▶ Énoncé A
Relevez, en les recopiant, toutes les entrées qui contiennent la chaîne « floor ». La casse doit être respectée.

▶ Extrait du texte
/---

L'actualité du livre
Histoire & Sciences socialeset Antiquité & préhistoire  

Polemica - Etudes sur la guerre et les armées dans la Grèce antique
de Pierre Ducrey & alii
Les Belles Lettres 2019 /  27 €- 176.85  ffr. / 553 pages
ISBN : 978-2-251-44893-0
FORMAT : 15,0 cm × 21,5 cm

Guerre et sociétés grecques

L'histoire des guerres et des organisations militaires est extrêmement instructive sur l'ensemble des aspects des sociétés belligérantes. Faire la guerre implique, révèle les valeurs et les ressources, non seulement matérielles, mais aussi institutionnelles et socio-cognitives d'une société : l'ordre de bataille (et la logistique) de la guerre de Trente en ans comme celui des hoplites, ou des opérations durant les guerres dites de basse intensité des trente dernières années en dit long sur les rapports de classes et les structures d'Etat mises en jeu. Le choix des risques et de la mise en danger d'une communauté entière concentre tous les raisonnements, les argumentaires, les calculs utilitaires, les représentations sociales, les croyances possibles et imaginables des hommes. Les étudier permet aussi de les comparer et de percevoir des constances et des différences fondamentales.

La constante indéniable, c'est que malgré toutes les règles élaborées par les hommes en guerre, l'arbitraire et le cynisme utilitaires dominent dans la plupart des cas, avant, pendant, comme après les opérations, que ce soit avec ceux qui cont considérés comme appartenant à une même communauté fondamentale ou avec ceux des communautés «barbares», autres, de l'en dehors civilisationnel – autre constante que cette distinction-là, qui comprend des ennemis inclus et des ennemis exclus de ce qui mérite le respect.

\---

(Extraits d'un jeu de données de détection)

/---

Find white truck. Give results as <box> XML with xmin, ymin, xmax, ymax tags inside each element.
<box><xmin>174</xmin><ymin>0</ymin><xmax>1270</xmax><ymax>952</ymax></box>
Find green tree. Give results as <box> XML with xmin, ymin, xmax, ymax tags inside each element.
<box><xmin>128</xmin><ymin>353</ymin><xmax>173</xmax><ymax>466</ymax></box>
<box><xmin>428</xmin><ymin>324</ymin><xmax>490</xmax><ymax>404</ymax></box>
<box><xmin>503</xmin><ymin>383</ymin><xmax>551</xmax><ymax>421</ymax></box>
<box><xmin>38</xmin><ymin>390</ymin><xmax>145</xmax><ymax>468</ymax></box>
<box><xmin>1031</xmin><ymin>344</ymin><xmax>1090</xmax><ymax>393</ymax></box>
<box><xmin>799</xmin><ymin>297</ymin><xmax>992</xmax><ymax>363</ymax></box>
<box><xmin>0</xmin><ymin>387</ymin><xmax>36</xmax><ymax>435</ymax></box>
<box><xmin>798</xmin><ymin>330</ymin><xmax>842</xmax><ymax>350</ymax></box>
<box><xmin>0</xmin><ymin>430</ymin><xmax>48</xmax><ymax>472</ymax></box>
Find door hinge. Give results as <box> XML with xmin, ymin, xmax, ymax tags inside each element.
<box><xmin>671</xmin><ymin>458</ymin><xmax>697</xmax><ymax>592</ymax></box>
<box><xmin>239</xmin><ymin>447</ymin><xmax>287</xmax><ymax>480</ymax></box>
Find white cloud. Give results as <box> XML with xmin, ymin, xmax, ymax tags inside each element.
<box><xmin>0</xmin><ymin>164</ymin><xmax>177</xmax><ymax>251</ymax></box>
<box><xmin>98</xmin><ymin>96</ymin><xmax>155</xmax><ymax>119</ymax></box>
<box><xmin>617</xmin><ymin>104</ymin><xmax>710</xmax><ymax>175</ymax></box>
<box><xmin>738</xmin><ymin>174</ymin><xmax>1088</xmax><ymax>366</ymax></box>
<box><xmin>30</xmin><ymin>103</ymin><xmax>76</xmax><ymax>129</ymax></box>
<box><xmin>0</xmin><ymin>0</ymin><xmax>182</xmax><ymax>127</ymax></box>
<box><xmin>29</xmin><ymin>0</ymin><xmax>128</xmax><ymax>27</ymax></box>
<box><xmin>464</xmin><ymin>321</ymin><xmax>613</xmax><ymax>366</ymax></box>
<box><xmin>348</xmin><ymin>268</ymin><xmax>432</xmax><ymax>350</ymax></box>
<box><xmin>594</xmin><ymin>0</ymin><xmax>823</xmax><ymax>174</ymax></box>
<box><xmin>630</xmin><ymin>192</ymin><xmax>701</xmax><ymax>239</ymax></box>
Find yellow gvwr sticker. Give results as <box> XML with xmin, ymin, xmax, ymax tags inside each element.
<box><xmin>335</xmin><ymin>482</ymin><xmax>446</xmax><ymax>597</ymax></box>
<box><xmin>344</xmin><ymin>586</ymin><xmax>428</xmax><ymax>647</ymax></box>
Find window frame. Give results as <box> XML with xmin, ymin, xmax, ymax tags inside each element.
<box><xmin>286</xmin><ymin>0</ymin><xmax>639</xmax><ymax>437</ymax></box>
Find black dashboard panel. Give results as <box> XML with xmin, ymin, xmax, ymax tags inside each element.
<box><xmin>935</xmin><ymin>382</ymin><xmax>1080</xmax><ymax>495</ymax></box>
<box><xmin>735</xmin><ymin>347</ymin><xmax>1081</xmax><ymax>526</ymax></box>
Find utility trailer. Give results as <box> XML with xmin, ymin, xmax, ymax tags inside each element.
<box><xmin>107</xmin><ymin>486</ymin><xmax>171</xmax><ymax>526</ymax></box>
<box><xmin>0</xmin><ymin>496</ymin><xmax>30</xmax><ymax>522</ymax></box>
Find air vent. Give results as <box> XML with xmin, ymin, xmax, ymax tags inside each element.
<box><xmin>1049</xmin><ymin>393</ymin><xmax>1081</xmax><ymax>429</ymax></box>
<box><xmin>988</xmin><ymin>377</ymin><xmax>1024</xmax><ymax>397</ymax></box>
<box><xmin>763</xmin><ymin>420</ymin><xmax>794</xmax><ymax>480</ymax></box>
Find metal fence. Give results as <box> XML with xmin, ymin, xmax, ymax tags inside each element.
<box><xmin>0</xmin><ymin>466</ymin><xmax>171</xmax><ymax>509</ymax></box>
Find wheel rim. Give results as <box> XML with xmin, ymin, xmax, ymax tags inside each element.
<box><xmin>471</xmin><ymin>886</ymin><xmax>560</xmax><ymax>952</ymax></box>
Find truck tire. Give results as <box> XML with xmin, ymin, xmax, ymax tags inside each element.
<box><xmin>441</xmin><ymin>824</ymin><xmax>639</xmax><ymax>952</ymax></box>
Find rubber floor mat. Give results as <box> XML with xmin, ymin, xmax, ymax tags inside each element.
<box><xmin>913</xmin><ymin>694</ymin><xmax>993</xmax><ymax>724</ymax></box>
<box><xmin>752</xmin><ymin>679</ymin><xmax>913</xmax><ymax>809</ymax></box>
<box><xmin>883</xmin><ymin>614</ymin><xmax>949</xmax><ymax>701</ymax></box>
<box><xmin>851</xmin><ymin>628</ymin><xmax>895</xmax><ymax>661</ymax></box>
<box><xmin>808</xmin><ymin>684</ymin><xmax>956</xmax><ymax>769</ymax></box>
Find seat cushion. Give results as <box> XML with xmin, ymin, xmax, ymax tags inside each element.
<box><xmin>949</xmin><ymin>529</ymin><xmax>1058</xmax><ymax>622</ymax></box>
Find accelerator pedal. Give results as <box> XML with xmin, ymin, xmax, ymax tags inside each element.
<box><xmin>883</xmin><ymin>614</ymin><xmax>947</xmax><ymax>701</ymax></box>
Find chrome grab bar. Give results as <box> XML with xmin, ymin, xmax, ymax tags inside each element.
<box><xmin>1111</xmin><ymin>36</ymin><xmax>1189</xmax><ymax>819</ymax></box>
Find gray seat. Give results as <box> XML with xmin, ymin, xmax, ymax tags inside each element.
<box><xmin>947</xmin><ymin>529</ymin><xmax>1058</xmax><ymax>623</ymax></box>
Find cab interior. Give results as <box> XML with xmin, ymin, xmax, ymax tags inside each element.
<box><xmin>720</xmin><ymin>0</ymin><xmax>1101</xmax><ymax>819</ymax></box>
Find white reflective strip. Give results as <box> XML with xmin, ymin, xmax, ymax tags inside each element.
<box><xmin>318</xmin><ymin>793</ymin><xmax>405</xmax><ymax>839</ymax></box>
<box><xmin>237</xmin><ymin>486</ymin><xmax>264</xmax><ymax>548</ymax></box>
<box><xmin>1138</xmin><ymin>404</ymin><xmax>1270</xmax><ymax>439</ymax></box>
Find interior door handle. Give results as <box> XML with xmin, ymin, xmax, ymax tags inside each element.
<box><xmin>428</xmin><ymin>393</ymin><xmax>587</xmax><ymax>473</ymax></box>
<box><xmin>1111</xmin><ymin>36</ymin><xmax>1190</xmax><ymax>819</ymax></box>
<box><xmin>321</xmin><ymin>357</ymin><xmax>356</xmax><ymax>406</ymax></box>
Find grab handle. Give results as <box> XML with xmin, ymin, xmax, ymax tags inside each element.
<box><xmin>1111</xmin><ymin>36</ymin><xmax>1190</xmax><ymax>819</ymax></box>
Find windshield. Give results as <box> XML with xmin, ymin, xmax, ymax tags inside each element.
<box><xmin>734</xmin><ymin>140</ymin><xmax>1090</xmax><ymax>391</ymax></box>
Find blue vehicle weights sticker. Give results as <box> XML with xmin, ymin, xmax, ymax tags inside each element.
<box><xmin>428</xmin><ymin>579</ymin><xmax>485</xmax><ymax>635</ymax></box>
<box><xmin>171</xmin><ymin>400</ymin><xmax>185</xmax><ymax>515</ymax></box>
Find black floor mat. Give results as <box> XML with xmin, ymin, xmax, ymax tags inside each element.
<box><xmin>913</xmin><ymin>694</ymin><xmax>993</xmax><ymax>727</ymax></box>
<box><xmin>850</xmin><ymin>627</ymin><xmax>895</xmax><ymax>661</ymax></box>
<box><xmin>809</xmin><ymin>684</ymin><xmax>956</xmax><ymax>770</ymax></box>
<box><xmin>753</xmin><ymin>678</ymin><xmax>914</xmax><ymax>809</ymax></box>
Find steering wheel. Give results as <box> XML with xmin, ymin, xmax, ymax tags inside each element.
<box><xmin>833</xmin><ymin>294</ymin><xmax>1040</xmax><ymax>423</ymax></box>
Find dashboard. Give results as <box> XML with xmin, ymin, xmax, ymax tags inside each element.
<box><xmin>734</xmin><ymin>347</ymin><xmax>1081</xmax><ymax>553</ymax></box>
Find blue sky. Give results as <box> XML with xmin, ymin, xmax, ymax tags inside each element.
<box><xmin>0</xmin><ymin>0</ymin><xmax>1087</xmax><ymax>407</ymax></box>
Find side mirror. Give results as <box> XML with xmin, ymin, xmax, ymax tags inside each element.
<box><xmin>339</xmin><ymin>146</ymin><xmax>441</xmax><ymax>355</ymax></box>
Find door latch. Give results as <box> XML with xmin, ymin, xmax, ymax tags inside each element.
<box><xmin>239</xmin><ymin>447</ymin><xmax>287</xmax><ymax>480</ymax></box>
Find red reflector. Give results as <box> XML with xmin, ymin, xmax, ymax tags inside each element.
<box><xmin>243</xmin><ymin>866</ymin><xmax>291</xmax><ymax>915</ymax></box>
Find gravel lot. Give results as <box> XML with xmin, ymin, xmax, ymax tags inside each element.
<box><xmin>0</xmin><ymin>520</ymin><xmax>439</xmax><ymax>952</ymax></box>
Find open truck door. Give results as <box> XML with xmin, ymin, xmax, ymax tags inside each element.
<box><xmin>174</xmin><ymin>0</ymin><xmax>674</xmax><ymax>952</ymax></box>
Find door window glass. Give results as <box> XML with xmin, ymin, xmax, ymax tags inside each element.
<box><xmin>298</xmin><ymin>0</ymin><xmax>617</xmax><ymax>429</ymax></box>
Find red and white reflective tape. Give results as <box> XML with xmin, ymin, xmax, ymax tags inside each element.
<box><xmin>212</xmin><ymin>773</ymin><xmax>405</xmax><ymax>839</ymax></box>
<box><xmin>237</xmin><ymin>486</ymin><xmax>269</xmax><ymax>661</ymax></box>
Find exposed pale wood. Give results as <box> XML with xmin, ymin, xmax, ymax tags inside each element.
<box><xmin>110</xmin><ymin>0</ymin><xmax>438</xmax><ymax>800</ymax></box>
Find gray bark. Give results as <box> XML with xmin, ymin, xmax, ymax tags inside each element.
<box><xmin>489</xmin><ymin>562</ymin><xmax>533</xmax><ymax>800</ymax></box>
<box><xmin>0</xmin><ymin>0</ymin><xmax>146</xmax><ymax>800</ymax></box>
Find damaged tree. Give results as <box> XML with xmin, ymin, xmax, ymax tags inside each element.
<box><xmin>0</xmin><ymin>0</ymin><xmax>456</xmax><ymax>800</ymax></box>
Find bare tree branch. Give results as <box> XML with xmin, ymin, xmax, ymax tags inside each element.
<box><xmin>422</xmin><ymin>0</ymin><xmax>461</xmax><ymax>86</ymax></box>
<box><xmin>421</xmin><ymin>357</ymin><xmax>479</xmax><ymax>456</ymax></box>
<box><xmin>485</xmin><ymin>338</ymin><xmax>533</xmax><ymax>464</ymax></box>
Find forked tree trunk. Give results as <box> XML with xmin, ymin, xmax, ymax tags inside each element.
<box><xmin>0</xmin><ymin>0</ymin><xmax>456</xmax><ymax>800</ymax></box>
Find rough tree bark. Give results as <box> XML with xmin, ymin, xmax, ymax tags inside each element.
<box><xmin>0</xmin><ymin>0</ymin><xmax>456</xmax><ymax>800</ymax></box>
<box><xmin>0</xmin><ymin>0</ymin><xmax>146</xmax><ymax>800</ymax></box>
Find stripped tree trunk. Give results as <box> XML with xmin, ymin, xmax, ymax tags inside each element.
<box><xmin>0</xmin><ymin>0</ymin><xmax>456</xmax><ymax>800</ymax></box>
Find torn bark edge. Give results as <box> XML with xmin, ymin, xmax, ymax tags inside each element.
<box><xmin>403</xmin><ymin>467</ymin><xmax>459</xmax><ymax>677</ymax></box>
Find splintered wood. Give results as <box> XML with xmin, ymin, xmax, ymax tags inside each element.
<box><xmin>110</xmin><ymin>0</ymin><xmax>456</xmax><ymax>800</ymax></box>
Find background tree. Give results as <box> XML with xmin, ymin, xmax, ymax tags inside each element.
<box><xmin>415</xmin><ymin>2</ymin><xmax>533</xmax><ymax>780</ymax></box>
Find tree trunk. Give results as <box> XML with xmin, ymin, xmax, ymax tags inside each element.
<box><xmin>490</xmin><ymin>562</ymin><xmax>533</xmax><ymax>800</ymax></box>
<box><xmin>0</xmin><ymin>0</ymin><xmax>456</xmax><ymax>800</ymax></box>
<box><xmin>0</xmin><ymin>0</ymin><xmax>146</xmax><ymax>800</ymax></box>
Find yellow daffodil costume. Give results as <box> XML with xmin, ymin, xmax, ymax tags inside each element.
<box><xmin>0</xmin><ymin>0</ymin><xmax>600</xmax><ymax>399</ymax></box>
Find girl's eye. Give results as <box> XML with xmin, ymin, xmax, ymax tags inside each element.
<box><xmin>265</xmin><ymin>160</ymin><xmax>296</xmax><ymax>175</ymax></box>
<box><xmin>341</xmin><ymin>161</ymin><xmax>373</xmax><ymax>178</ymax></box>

\---

▶ Énoncé B
Indiquez si chacune des affirmations suivantes est conforme à la notice sur l'ouvrage Polemica. Répondez par oui ou par non, en citant à l'identique les mots de la notice qui tranchent. (i) L'ouvrage a paru aux Belles Lettres en 2019. (ii) Le livre compte plus de 600 pages. (iii) La notice affirme que l'arbitraire et le cynisme utilitaires l'emportent dans la plupart des cas.

▶ Corrigé complet A
Find rubber floor mat. Give results as <box> XML with xmin, ymin, xmax, ymax tags inside each element.
Find black floor mat. Give results as <box> XML with xmin, ymin, xmax, ymax tags inside each element.

▶ Corrigé complet B
(i) Oui : « Les Belles Lettres 2019 ».
(ii) Non : « 553 pages ».
(iii) Oui : « l'arbitraire et le cynisme utilitaires dominent dans la plupart des cas ».